Приведем два первые совпадающие фрагмента ПЦ и ИФ полностью:
ИФ (иудеи со всех сторон окружают императора Тита, выехавшего не разведку к стенам Иерусалима, он сражается с ними): «И тогда разсмотрев азъ въ своемъ помыслh, яко избранныя побhды, цесарское падение Божиимъ промыслом бываеть1. Толико бо стрhль и копии на Тита пущаему, и на разглядание града, а не на сhчю, без шолома, и без броньи, и без щита, не уязви его ничьсо же, но суетно все падаху и, мимо его летающе, не улучиша. Титови же токмо мечь единъ в руку, и тhмъ единhмь сhчаше, овы по лицю, овы же по ребромь, нападшая гоняще. Они же, кликнувше противу цесаревh крепости, друг друга понужающе на нь, и на них же возвращашеся Титъ, бhжаху, разлучахуся и вhрзяхуть Титови» (С.362). (Далее рассказывается о том, что иудеи захватили коня Тита и с триумфом ввели его в город. Римляне строят вокруг осажденного Иерусалима свой лагерь, но иудеи снова нападают на них во время работы. Римляне вначале отступают, затем начинают сражаться.) «Егда постигняхуть я (римлян — М.М.) нужею, вьзвратившеся, бодахутся с ними (с иудеями — М.М.). Видяще же больма прибывающих, и от обрытиа бhжаша. И погибель конечнаа постигаа их, аще убо не ускорил Тить к ним, приемь вhсть, пришед, поноси имъ слабость и немужство, бья, възврати бhгающих и сам нападh на июдея со избранными вои въ бокъ имъ. И, много уби я, и болh их уязви и възби вся къ пропасти» (С. 363 — 364)2.
+ + + +
▸ **УСЛОВИЕ ЗАДАЧИ**:
Ответьте на вопросы по отрывку об осаде Иерусалима.
1. Без каких доспехов Тит выехал осматривать город и что было у него в руке?
2. Что иудеи захватили у Тита и как с этим поступили?
3. Что сделал Тит, получив весть об отступлении римлян?
+ + + +
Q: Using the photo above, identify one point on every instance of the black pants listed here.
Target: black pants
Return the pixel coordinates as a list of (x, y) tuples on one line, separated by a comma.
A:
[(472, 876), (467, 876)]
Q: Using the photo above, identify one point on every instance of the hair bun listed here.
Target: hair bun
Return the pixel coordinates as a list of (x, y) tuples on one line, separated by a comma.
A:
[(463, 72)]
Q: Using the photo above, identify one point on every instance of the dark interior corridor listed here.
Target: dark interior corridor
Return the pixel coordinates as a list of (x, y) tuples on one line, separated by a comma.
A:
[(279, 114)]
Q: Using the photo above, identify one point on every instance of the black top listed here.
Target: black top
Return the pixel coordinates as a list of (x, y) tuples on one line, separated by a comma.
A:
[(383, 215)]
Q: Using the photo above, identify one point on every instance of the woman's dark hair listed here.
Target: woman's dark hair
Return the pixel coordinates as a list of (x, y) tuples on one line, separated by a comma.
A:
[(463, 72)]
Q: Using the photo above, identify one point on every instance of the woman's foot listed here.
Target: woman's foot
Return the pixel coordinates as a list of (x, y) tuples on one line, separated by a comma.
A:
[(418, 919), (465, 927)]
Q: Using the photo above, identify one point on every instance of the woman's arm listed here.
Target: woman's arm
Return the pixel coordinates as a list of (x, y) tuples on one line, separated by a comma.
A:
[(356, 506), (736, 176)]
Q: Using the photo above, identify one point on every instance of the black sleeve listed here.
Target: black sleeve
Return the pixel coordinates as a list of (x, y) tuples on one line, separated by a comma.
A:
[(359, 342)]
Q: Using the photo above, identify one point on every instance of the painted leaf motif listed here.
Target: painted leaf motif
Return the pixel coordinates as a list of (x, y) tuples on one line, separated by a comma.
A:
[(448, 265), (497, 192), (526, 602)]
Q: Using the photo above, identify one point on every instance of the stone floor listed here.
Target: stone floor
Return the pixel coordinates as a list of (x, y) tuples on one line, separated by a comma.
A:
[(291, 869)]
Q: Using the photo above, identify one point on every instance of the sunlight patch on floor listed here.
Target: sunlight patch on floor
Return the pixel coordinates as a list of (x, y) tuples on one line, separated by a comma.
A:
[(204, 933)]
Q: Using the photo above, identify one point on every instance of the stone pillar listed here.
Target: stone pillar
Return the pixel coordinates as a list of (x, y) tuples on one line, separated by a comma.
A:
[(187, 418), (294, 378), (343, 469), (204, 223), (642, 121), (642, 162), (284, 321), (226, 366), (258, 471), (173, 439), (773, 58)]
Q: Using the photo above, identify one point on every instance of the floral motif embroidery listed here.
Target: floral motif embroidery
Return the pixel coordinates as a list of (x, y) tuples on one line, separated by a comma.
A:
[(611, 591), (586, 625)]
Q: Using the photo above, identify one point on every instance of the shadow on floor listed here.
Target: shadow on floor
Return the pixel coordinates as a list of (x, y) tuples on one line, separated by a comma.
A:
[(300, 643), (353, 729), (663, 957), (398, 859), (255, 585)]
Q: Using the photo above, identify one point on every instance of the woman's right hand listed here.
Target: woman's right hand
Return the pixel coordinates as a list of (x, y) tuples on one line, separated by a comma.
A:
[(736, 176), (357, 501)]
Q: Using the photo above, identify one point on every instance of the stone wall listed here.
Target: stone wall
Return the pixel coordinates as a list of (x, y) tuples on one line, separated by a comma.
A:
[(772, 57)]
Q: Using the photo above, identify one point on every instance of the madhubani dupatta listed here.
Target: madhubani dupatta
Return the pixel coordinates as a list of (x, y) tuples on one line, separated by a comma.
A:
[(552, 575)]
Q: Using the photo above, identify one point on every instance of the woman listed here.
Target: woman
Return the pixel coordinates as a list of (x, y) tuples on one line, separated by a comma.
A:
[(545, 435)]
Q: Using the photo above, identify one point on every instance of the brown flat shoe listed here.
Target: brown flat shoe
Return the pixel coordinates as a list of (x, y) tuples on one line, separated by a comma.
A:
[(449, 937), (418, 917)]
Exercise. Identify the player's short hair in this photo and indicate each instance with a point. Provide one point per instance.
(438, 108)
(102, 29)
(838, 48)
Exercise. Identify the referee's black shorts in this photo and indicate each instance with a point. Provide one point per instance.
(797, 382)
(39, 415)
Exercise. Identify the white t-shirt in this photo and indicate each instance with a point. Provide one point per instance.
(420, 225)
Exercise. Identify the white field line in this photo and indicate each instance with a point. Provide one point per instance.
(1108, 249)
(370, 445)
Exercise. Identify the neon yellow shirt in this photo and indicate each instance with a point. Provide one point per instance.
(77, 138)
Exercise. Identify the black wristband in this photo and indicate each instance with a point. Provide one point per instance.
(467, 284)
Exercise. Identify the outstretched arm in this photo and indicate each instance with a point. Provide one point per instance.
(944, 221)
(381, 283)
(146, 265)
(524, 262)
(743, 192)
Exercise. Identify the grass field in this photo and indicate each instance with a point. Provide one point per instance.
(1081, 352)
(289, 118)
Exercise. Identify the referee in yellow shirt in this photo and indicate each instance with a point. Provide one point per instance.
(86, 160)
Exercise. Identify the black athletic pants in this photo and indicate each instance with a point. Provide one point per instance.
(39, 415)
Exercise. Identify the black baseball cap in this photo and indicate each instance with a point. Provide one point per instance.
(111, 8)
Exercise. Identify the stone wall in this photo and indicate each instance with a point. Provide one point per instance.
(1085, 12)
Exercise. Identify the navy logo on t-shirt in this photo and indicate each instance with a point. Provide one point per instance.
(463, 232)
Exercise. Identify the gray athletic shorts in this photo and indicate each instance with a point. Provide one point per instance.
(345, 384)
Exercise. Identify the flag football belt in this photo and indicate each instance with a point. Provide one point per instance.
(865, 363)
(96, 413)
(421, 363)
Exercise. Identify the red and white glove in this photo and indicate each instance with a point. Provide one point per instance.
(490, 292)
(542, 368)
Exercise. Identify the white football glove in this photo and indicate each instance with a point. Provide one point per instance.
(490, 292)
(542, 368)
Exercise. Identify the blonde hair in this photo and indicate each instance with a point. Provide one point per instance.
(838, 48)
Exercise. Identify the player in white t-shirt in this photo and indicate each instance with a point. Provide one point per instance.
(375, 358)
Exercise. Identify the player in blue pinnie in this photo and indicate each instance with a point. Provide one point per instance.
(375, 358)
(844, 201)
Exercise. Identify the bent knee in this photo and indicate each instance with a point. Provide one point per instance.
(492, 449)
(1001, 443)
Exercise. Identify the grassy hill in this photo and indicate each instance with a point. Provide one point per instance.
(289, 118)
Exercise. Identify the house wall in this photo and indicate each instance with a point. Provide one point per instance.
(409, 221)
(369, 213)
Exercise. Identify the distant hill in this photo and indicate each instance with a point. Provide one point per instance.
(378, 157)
+ + + +
▸ **ОТВЕТ К ЗАДАНИЮ**:
1. Без шлема, брони и щита; в руке у него был только меч.
2. Его коня; они с триумфом ввели его в город.
3. Он пришёл, упрекнул римлян в слабости и немужестве, бил их, вернул бегущих и сам с избранными воинами ударил иудеям во фланг.